§ What you need to do: Format all of the items below as a two-column CSV with the header "prompt" and "polygons", one row for each item. Put each item's text in the first column and its answer in the second, each in one quoted field with line breaks turned into spaces.

§ Given records:
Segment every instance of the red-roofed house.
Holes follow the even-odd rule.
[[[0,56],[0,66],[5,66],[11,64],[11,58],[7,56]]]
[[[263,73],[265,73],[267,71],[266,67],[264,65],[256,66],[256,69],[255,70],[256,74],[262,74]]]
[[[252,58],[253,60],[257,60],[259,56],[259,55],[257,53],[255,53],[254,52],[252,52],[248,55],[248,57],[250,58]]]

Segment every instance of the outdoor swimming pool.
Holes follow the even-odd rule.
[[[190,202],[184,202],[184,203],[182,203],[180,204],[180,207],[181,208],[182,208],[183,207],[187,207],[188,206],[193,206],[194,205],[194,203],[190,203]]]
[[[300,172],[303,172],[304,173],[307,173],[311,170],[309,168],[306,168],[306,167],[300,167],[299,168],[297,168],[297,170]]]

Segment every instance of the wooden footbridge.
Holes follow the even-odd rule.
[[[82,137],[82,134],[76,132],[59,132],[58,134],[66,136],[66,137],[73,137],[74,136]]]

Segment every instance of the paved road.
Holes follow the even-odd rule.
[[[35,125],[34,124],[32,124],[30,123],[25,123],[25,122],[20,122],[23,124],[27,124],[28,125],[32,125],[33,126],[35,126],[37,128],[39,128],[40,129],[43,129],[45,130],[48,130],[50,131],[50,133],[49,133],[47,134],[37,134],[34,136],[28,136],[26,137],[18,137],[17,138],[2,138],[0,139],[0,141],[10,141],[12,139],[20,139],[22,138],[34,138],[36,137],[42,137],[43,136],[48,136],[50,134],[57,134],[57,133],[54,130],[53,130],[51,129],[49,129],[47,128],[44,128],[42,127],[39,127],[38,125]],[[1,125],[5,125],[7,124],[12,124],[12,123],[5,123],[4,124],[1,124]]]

§ Result for this task:
prompt,polygons
"Segment every instance of the red-roofed house. Holes follow the even-odd rule.","[[[0,56],[0,66],[5,66],[11,64],[11,58],[7,56]]] [[[263,73],[265,73],[267,71],[266,67],[264,65],[256,66],[256,69],[255,70],[256,74],[262,74]]] [[[252,58],[253,60],[257,60],[259,56],[259,55],[257,53],[255,53],[254,52],[252,52],[248,55],[248,57],[250,58]]]"
"Segment every instance of the outdoor swimming pool. Holes follow the even-odd rule.","[[[190,202],[184,202],[184,203],[182,203],[180,204],[180,207],[181,208],[182,208],[183,207],[187,207],[188,206],[193,206],[194,205],[194,203],[190,203]]] [[[300,172],[303,172],[304,173],[307,173],[311,170],[309,168],[306,168],[306,167],[300,167],[299,168],[297,168],[297,170]]]"
"Segment every instance of the wooden footbridge. Holes follow the even-odd rule.","[[[82,137],[82,134],[76,132],[59,132],[58,134],[66,136],[66,137],[73,137],[74,136]]]"
"Segment every instance of the paved road. Holes follow the even-odd rule.","[[[35,125],[34,124],[32,124],[30,123],[25,123],[25,122],[20,122],[23,124],[27,124],[28,125],[32,125],[33,126],[35,126],[37,128],[39,128],[40,129],[43,129],[45,130],[48,130],[50,131],[50,133],[49,133],[47,134],[37,134],[34,136],[28,136],[26,137],[18,137],[17,138],[2,138],[0,139],[0,141],[10,141],[12,139],[20,139],[22,138],[34,138],[36,137],[42,137],[43,136],[48,136],[50,134],[57,134],[57,133],[54,130],[53,130],[51,129],[49,129],[47,128],[44,128],[42,127],[39,127],[38,125]],[[1,125],[5,125],[7,124],[12,124],[12,123],[5,123],[4,124],[1,124]]]"